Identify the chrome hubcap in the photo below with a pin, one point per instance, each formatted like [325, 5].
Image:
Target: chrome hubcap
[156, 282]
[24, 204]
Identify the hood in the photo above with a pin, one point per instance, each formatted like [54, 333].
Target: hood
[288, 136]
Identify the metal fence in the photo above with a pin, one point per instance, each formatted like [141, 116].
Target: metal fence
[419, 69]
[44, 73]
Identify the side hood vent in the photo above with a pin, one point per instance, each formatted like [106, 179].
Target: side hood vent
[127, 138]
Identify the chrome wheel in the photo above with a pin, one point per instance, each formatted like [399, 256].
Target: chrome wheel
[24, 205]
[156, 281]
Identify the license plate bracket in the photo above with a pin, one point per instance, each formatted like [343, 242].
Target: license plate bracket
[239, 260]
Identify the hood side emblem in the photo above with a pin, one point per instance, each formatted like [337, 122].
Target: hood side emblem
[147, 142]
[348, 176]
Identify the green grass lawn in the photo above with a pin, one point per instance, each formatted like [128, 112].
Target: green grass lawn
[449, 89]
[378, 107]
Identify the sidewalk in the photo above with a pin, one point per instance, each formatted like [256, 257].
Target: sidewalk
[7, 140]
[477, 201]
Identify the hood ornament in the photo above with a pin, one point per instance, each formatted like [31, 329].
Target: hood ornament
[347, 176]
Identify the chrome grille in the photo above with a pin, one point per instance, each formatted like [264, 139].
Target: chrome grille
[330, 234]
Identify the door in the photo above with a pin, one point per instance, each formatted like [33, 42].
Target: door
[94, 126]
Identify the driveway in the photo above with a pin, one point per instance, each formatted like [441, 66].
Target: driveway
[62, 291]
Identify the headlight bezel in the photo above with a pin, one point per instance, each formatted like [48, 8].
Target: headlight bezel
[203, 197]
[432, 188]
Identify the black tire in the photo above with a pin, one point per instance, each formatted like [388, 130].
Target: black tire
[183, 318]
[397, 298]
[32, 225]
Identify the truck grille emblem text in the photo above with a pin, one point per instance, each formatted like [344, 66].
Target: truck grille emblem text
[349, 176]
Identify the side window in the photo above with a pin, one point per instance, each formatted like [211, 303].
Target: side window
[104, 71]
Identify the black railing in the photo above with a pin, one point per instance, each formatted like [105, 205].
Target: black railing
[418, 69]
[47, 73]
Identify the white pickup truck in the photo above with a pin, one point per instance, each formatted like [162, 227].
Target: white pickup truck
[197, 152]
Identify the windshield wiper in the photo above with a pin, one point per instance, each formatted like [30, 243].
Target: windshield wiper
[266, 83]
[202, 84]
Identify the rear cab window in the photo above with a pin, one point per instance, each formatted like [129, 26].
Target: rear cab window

|---|

*What is being asked*
Wherever a line of the records above contains the string "rear", copy that line out.

*Reply*
Identify the rear cab window in the photo above with a pin, one point per instance, each formatted like [129, 26].
Target: rear cab window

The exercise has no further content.